Stored dataset items
begin

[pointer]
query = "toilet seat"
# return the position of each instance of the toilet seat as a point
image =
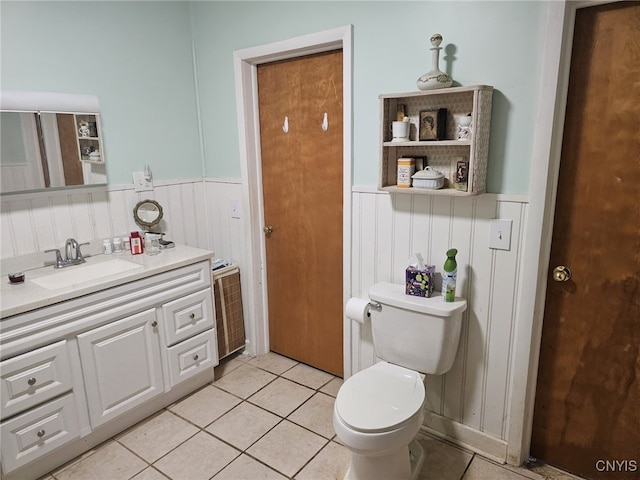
(380, 398)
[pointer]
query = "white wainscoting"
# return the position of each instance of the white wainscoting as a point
(469, 404)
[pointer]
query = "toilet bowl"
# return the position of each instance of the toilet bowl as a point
(379, 411)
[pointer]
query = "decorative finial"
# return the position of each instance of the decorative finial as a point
(434, 78)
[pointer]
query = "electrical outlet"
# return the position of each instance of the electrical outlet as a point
(234, 208)
(140, 183)
(500, 236)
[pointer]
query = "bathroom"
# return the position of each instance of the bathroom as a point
(164, 75)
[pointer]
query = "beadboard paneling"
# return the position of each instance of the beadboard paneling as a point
(470, 403)
(32, 223)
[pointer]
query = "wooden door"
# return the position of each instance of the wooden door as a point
(71, 164)
(587, 399)
(302, 185)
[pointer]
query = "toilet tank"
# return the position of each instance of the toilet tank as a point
(418, 333)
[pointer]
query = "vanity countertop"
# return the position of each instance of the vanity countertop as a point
(30, 295)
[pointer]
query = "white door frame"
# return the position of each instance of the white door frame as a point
(549, 121)
(245, 69)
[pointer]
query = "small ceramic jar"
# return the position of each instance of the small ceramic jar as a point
(428, 178)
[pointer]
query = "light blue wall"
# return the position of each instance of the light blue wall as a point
(137, 58)
(496, 43)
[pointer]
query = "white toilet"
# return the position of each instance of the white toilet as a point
(378, 411)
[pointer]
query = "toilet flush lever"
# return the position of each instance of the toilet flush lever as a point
(377, 306)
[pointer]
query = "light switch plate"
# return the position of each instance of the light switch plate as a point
(500, 236)
(140, 183)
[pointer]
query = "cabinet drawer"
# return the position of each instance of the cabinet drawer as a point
(188, 315)
(192, 356)
(34, 377)
(37, 432)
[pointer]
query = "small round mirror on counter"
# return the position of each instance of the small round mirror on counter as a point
(147, 213)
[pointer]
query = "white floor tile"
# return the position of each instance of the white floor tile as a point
(245, 380)
(157, 436)
(205, 406)
(244, 425)
(316, 414)
(287, 448)
(281, 397)
(199, 458)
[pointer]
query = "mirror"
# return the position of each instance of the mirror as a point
(147, 213)
(49, 141)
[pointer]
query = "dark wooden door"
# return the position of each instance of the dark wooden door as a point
(302, 178)
(587, 399)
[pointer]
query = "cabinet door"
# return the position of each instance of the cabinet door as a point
(121, 364)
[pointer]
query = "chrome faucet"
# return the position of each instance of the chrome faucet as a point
(72, 253)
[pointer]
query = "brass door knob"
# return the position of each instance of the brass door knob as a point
(561, 273)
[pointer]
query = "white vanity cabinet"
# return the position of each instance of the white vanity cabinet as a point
(122, 365)
(77, 372)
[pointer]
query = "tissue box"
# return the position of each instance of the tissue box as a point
(420, 282)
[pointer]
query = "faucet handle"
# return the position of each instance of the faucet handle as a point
(79, 253)
(59, 261)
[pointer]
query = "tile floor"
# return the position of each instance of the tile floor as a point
(264, 418)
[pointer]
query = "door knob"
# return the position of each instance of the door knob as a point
(561, 273)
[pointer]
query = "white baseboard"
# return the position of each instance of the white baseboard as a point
(465, 437)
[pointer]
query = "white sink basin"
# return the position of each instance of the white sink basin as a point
(85, 273)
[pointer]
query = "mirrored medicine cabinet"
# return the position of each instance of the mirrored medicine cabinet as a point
(49, 141)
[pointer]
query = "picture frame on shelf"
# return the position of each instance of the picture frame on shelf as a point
(421, 161)
(433, 125)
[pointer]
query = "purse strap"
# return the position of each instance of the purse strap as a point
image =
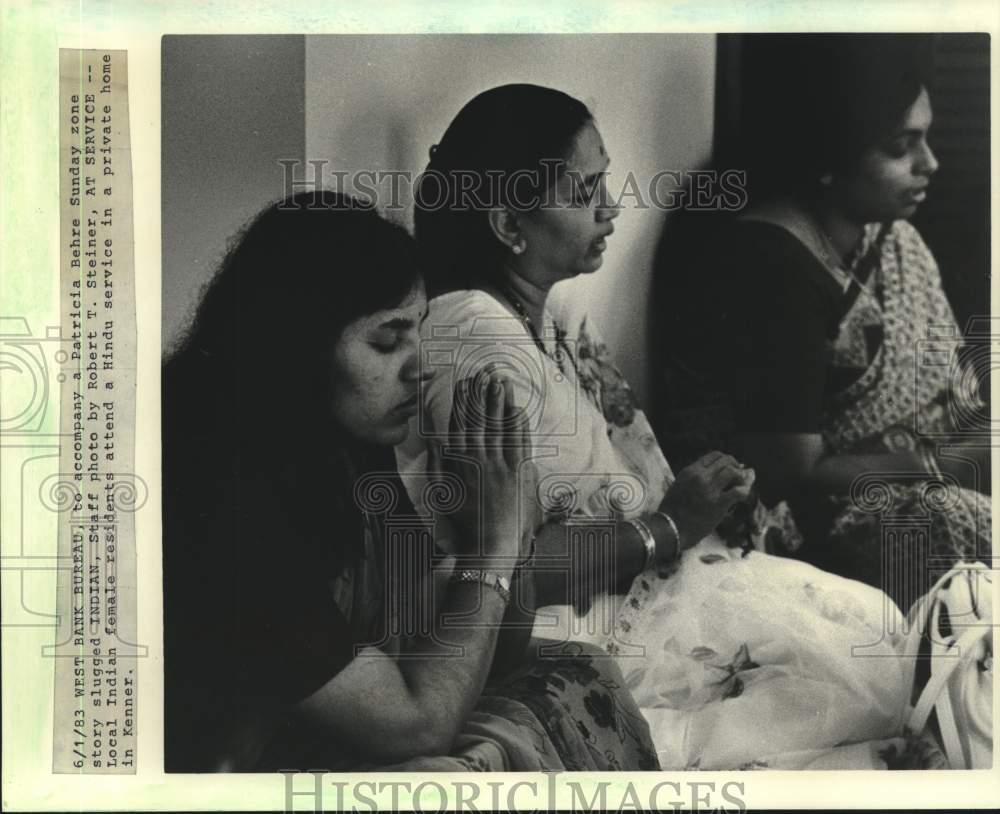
(946, 658)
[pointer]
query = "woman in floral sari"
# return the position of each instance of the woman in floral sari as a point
(736, 658)
(817, 341)
(304, 623)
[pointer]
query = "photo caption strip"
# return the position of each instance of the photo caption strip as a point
(94, 712)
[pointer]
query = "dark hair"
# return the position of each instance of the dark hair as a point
(258, 508)
(814, 103)
(505, 144)
(248, 390)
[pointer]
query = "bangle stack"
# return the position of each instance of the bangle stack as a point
(498, 583)
(648, 540)
(663, 568)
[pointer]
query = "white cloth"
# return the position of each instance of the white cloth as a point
(746, 662)
(762, 662)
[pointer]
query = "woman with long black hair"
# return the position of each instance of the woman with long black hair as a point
(303, 604)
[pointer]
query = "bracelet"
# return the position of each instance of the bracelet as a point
(664, 566)
(497, 582)
(519, 566)
(648, 540)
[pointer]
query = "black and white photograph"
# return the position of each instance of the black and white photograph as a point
(576, 402)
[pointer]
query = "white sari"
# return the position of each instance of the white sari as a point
(736, 660)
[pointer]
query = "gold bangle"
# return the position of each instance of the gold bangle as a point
(648, 540)
(663, 567)
(498, 583)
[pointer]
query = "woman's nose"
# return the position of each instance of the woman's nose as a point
(928, 161)
(608, 210)
(414, 371)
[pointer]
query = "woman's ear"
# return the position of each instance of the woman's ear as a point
(505, 226)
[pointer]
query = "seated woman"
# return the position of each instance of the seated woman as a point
(736, 658)
(303, 619)
(816, 341)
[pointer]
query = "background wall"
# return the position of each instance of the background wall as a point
(379, 103)
(231, 107)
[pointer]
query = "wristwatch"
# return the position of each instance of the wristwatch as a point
(498, 583)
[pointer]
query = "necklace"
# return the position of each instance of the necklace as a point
(839, 268)
(562, 350)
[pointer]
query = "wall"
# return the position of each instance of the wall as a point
(231, 107)
(379, 103)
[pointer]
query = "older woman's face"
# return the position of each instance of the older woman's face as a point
(377, 372)
(890, 180)
(569, 238)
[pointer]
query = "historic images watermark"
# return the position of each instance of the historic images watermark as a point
(556, 790)
(698, 190)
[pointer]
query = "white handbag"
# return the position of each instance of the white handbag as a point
(953, 624)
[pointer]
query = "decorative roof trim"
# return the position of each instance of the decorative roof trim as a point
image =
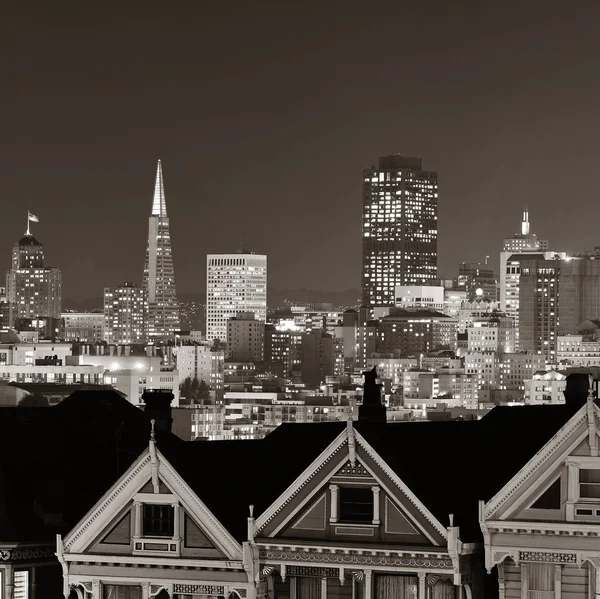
(115, 498)
(107, 499)
(536, 462)
(312, 470)
(402, 486)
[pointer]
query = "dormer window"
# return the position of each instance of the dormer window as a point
(589, 484)
(356, 505)
(158, 520)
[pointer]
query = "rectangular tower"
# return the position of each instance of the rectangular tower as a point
(234, 283)
(32, 289)
(399, 228)
(158, 280)
(125, 309)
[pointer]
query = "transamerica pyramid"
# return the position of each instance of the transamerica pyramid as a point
(159, 276)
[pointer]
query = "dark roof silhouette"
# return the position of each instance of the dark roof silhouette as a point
(63, 459)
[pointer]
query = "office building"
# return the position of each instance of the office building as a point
(158, 281)
(245, 338)
(202, 362)
(539, 304)
(546, 387)
(32, 289)
(420, 296)
(478, 281)
(283, 347)
(415, 331)
(234, 283)
(125, 309)
(524, 242)
(399, 228)
(579, 290)
(84, 327)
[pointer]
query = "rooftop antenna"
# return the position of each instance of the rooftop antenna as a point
(525, 223)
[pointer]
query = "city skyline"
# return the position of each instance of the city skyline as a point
(293, 144)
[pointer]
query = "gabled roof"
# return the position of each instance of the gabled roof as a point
(62, 459)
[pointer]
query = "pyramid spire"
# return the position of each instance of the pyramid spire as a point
(525, 223)
(159, 204)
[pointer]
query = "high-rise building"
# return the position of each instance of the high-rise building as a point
(32, 289)
(125, 309)
(245, 338)
(524, 242)
(579, 290)
(87, 327)
(399, 228)
(479, 281)
(539, 305)
(159, 276)
(234, 283)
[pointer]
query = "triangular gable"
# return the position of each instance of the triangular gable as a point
(305, 506)
(536, 476)
(106, 521)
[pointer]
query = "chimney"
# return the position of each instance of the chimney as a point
(158, 408)
(372, 409)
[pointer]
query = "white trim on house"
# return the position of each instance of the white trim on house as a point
(124, 491)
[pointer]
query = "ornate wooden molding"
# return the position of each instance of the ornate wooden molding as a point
(547, 556)
(522, 477)
(353, 558)
(26, 554)
(199, 589)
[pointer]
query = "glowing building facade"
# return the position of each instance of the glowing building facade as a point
(399, 228)
(32, 289)
(521, 243)
(125, 309)
(159, 276)
(234, 283)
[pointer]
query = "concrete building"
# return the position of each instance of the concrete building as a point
(203, 362)
(85, 327)
(496, 333)
(546, 387)
(245, 338)
(577, 350)
(158, 279)
(125, 311)
(478, 281)
(234, 283)
(399, 228)
(414, 332)
(320, 357)
(420, 296)
(579, 290)
(32, 289)
(524, 242)
(283, 347)
(539, 305)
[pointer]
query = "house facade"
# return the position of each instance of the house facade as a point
(541, 530)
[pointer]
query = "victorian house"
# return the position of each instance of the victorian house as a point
(503, 506)
(541, 530)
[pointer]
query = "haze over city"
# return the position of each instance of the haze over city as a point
(264, 118)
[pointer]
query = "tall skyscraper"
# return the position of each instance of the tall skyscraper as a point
(234, 283)
(539, 304)
(32, 289)
(524, 242)
(399, 228)
(125, 310)
(159, 276)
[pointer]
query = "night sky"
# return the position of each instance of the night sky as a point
(265, 114)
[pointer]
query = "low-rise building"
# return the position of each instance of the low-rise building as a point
(546, 387)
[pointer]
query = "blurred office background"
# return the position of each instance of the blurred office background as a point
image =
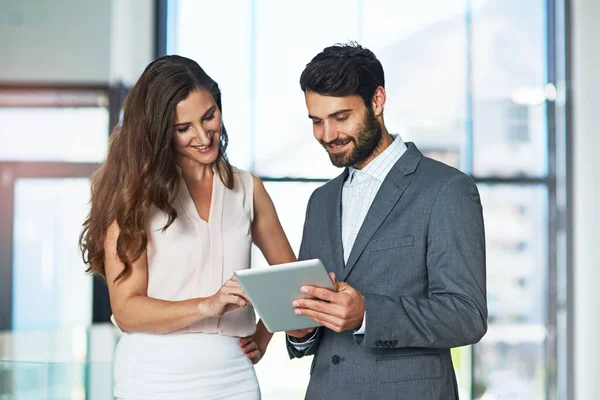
(505, 90)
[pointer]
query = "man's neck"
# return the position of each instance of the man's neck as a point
(384, 143)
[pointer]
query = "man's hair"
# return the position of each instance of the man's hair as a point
(344, 70)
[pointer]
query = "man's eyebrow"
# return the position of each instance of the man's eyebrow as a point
(333, 114)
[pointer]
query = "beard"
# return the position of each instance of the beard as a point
(366, 141)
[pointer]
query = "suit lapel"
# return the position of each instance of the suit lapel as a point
(388, 195)
(334, 224)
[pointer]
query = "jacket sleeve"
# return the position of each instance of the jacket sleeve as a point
(455, 311)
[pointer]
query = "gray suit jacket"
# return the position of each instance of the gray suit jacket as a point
(419, 260)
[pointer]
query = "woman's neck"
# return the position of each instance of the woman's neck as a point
(192, 170)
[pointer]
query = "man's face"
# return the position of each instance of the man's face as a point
(346, 128)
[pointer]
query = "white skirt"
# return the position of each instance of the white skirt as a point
(184, 366)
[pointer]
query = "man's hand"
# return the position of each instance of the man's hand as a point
(339, 311)
(301, 333)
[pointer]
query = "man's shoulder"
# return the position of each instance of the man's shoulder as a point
(437, 173)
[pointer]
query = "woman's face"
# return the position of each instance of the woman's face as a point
(197, 127)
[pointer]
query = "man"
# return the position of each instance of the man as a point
(403, 239)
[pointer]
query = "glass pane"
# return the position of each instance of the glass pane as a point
(510, 360)
(280, 377)
(54, 134)
(284, 140)
(509, 78)
(426, 103)
(217, 35)
(50, 288)
(429, 110)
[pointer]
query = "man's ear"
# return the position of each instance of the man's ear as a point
(378, 101)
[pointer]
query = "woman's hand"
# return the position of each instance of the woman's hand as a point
(229, 297)
(252, 349)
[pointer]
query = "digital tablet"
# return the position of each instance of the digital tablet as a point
(273, 289)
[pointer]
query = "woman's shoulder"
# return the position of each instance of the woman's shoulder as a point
(244, 178)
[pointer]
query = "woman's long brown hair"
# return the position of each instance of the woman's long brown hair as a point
(140, 169)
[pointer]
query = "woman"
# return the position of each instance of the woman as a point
(171, 220)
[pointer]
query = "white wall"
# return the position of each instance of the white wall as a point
(75, 41)
(586, 197)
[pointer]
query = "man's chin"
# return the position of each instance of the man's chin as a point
(339, 160)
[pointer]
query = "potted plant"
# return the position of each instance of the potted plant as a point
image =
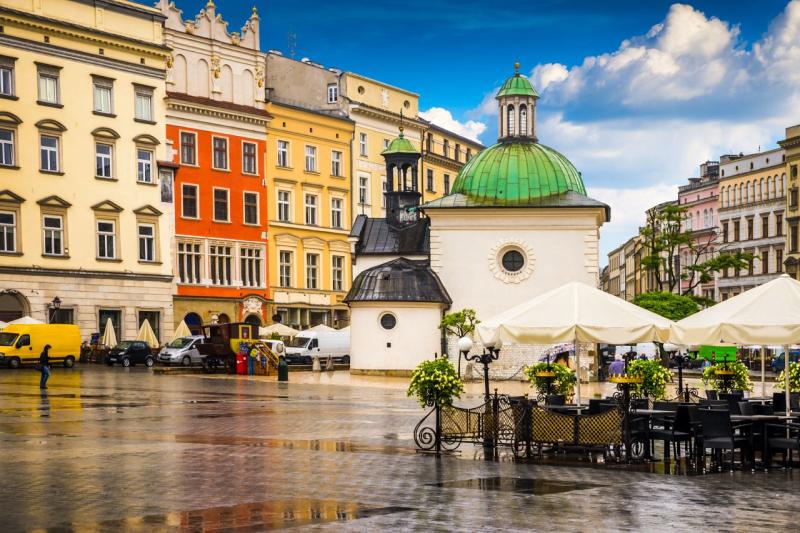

end

> [TASK DETAILS]:
Report every line in the records that contains the word "floral", treating a match as case-sensitive.

> [TASK SOLUTION]:
query = "woman in floral sari"
# return the position of each instance of the woman in floral sari as a point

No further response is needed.